CONSIGNA 1:
Según el texto sobre el matapuerco, ¿qué meses eran trágicos para los cerdos?

El matapuerco
Resulta un tanto ocioso hablar de éste sangriento acto de sacrificio del
cerdo, por tratarse de una costumbre generalizada en los pueblos venida
a menos, prácticamente desaparecida, a tenor de las imposiciones y
costumbres de los nuevos tiempos.
Noviembre, diciembre
y enero, eran meses trágicos para los pobres cerdos, dependía en gran
medida del estado de las despensas caseras el adelantar o no la matanza.
Después de los trabajos de siega, acarreo y trilla, la conserva se había
prácticamente acabado.
La preparación de
todos los útiles, la limpieza de la cambra para recibir todos los
productos de la matanza eran las operaciones que precedían al día del
matapuerco.

REGISTROS PROPORCIONADOS:
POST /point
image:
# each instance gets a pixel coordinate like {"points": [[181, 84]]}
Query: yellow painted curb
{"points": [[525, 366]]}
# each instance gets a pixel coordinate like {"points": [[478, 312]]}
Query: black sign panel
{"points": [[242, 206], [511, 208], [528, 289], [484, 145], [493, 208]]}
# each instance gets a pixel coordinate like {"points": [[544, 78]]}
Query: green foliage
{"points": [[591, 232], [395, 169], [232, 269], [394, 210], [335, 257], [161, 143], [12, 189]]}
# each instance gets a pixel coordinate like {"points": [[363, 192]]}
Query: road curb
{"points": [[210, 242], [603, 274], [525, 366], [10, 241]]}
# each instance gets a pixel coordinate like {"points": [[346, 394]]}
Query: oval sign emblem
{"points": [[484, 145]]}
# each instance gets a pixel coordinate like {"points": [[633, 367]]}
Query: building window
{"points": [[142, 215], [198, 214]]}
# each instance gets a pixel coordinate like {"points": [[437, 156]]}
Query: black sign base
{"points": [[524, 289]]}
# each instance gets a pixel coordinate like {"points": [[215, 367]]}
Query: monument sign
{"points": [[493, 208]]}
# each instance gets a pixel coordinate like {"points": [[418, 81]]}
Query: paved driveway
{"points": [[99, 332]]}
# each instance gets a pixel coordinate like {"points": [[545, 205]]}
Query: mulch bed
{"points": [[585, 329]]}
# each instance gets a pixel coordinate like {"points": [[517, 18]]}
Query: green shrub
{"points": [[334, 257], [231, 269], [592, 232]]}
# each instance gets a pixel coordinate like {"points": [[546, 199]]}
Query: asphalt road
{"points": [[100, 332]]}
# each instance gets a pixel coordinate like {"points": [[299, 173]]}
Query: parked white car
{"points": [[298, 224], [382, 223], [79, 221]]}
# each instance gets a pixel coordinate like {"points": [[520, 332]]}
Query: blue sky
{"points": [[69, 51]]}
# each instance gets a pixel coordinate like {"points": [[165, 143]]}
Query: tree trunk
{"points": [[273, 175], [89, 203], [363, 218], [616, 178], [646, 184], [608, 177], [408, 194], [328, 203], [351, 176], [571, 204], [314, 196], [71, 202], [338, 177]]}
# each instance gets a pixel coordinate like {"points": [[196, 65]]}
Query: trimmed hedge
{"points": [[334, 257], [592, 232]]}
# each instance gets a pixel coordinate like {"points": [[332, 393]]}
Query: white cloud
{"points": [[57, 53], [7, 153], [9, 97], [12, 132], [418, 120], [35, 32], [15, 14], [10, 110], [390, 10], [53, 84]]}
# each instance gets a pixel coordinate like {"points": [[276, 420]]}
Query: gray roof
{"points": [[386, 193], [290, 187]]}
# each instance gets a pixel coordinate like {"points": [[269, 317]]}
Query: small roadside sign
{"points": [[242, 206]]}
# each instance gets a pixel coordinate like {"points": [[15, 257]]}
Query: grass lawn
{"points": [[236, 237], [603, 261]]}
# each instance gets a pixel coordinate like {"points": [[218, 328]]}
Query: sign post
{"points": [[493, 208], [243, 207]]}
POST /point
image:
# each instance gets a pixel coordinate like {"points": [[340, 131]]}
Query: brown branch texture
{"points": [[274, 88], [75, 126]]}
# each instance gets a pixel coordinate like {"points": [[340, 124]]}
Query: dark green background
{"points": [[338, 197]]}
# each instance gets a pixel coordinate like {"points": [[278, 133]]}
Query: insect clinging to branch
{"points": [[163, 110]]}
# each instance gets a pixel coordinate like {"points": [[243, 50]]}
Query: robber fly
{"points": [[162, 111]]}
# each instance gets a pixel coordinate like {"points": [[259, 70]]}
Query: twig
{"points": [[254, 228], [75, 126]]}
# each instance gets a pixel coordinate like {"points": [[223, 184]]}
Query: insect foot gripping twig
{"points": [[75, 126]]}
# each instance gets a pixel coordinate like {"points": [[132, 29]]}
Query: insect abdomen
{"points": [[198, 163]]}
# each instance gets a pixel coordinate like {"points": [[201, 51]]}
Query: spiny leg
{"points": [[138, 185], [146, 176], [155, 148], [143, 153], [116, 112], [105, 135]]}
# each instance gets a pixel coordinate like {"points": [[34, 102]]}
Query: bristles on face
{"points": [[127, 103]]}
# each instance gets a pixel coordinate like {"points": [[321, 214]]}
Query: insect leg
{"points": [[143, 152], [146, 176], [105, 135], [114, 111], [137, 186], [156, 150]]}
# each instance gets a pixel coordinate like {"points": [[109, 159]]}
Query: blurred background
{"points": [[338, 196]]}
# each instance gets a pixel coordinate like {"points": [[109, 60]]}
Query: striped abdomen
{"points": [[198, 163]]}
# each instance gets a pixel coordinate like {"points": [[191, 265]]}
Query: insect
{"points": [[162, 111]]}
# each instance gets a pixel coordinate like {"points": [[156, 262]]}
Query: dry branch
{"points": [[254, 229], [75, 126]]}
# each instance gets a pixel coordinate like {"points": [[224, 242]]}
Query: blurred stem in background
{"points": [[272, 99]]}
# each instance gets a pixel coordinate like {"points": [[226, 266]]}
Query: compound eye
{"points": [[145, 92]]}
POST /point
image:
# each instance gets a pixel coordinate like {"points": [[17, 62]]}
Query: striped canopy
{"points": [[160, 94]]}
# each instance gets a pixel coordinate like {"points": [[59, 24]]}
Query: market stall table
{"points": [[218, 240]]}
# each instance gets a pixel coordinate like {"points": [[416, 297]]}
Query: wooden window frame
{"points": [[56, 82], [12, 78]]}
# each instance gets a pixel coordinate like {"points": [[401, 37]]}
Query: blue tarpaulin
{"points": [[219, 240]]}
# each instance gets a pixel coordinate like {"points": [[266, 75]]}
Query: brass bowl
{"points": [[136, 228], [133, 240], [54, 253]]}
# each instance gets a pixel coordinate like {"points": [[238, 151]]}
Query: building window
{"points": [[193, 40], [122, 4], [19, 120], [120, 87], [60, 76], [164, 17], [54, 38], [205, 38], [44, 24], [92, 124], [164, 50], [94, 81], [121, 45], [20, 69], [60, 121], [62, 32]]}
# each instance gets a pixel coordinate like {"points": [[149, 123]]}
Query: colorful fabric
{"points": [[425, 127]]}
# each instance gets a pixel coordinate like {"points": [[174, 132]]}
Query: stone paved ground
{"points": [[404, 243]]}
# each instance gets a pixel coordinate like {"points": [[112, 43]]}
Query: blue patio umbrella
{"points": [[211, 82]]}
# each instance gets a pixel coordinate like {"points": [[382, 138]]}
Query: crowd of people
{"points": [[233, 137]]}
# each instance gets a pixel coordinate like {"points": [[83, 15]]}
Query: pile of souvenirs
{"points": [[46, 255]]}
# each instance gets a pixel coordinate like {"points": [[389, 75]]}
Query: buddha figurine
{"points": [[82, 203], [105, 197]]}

CONSIGNA 2:
Localiza en los registros cada línea que contenga la palabra "insect" y cópiala.

RESPUESTA ESCRITA 1:
Noviembre, diciembre y enero.

RESPUESTA ESCRITA 2:
Query: insect clinging to branch
Query: insect foot gripping twig
Query: insect abdomen
Query: insect leg
Query: insect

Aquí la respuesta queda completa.